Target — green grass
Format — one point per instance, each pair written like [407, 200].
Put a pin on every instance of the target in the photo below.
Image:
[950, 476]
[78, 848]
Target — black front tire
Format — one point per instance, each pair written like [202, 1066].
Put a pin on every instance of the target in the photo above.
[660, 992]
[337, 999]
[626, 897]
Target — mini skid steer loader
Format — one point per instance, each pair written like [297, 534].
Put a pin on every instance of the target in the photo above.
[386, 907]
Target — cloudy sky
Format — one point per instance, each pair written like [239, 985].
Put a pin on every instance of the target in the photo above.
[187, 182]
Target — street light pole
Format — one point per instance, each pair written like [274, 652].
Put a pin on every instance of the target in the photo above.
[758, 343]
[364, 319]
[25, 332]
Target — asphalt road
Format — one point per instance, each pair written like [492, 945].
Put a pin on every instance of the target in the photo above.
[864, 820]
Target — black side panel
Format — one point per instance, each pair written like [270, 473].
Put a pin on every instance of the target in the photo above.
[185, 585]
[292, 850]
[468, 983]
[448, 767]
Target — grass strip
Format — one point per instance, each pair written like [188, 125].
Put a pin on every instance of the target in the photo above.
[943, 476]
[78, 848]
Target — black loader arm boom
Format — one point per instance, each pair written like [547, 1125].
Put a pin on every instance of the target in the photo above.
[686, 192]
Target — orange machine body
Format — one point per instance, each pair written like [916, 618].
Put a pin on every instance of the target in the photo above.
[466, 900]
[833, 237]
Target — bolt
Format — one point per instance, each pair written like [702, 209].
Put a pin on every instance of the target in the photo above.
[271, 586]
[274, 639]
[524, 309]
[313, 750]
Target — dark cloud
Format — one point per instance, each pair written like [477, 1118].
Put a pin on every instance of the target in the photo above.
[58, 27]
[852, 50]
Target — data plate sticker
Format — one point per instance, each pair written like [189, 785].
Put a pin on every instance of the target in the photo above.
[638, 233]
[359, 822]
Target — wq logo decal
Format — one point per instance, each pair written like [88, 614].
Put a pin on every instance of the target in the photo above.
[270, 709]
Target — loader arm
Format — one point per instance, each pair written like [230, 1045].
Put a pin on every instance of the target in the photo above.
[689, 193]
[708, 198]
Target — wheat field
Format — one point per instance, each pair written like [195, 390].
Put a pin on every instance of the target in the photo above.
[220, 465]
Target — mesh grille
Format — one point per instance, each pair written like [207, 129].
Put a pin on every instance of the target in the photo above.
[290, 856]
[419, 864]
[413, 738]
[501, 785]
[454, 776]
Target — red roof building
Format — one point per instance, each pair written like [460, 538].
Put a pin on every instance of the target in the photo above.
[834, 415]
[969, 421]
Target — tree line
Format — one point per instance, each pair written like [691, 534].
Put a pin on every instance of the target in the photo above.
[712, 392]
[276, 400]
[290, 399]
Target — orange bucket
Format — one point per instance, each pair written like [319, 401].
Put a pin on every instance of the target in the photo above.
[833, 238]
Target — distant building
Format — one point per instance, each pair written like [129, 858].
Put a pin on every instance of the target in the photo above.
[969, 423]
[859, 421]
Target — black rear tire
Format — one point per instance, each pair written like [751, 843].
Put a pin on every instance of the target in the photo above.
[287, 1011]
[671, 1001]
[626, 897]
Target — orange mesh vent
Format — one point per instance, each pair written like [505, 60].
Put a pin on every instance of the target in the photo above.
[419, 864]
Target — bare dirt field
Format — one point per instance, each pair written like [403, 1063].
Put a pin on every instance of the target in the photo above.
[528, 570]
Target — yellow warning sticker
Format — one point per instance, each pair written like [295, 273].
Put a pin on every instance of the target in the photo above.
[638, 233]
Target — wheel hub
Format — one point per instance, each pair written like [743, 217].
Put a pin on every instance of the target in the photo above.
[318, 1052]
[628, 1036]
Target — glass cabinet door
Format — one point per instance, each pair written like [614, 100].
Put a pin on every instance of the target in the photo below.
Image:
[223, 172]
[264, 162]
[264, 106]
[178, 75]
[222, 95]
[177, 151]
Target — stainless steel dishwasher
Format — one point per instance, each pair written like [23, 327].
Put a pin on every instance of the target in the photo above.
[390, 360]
************
Exercise prompt -> Rewrite every one of the lines above, replacing "Put a pin on" with "Place a marker on" wherever it occurs and leaving everything else untouched.

Response ->
Target — green grass
Format — one point per instance, each pair written like [407, 200].
Place a marker on every instance of the target in the photo below.
Image:
[950, 476]
[78, 848]
Target — black front tire
Format — one point per instance, each pair written like [202, 1066].
Place a marker on every instance of the target in the photo above.
[660, 992]
[337, 999]
[626, 897]
Target — mini skid steer loader
Format — one point per instance, each pair written like [297, 534].
Place a marker on every instance of the target in the photo above.
[386, 907]
Target — cloudy sky
Format — one point per instance, each pair written like [239, 985].
Place a marker on every instance of the target in the photo above.
[187, 182]
Target — street light pole
Format — one point per instance, each pair written like [274, 652].
Place a marker on every instance of the target in the photo above.
[758, 343]
[364, 319]
[25, 332]
Target — asphalt road
Format — one point per instance, each pair written like [492, 945].
Place a marker on every instance of the target in the photo above.
[864, 820]
Target — black side panel
Format — one point per instance, each pair written like [270, 473].
Place a marker on every instance of the target in the photo above.
[185, 585]
[292, 850]
[468, 983]
[448, 767]
Target — grass strip
Format — one point per instance, each pair written like [188, 125].
Place a marker on every instance of the target in the photo above.
[943, 476]
[78, 848]
Target — black loader arm boom
Format — one point per instance, each pair written like [547, 1125].
Place a marker on every instance of the target in the photo above.
[686, 192]
Target — orange machine body
Format — one point per instance, each pair written like [916, 618].
Place a marker on every instance of the target in the photo above.
[466, 900]
[833, 237]
Target — bolt
Format — one point per instance, each pair written like [702, 209].
Place a marker on every instance of the target in the photo above.
[271, 586]
[274, 639]
[524, 309]
[313, 750]
Target — dark cloud
Format — one point per instance, each pair written like [477, 1118].
Place a marker on every instance of the target in the photo above.
[58, 27]
[852, 50]
Target — data plate sticker
Format — one point per instance, each pair written like [189, 785].
Place a marker on every instance of the target in the photo above.
[638, 233]
[359, 822]
Target — wq logo decal
Format — one point per instance, each pair written like [88, 614].
Place a marker on every instance of the target in the photo above.
[270, 709]
Target — loader arm
Format — one point per instance, each pair written like [230, 1045].
Place a marker on every instance of the target in the photo above.
[689, 193]
[708, 198]
Target — wheat field
Format — one point per instance, each pair written like [195, 390].
Place a marker on every instance of the target in the photo above.
[220, 465]
Target — mesh grille
Format — one point per instance, each pair written like [207, 129].
Place a marker on every instance of the target in the photo above.
[290, 856]
[419, 864]
[413, 738]
[501, 785]
[454, 776]
Target — red roof building
Format — one point per instance, each pair written like [460, 538].
Place a marker on every instance of the target in the photo above.
[834, 415]
[969, 421]
Target — tree line
Format — one point per instance, each pair written like [691, 534].
Place a marker on every instance of the target in the photo above.
[712, 392]
[276, 400]
[290, 399]
Target — orange bucket
Format — one point per instance, each pair written like [319, 401].
Place a marker on every instance of the target in the photo above.
[833, 238]
Target — distant building
Format — one point per instance, each pair written like [129, 858].
Place a marker on every instance of the target in the photo above.
[969, 423]
[859, 421]
Target — black rear tire
Format — one point per instance, each pair written like [751, 843].
Place a marker on every instance of the target in the photo above.
[287, 1011]
[671, 1001]
[626, 897]
Target — orange mesh vent
Format — one point per instance, each pair written like [505, 60].
Place a marker on every instance of the target in the photo above.
[419, 864]
Target — bare dirt field
Format — one point per instance, each pair written like [403, 1063].
Place a marker on every instance of the target in the photo above.
[528, 570]
Target — yellow warning sticker
Format — one point per instance, each pair written like [295, 273].
Place a marker on every instance of the target in the photo above.
[638, 233]
Target — wheel hub
Format — one point per instance, each pair written like [743, 217].
Place a marker on every instance of the target in the photo above.
[318, 1052]
[628, 1036]
Target — glass cabinet door
Format — one point per instance, each pair written like [614, 100].
Place a marker on every instance of the target in the photo below.
Image:
[223, 172]
[264, 162]
[264, 106]
[178, 75]
[222, 95]
[177, 151]
Target — stainless steel dishwasher
Format — one point per instance, each pair written like [23, 327].
Place a marker on every instance of the target in the photo above.
[390, 360]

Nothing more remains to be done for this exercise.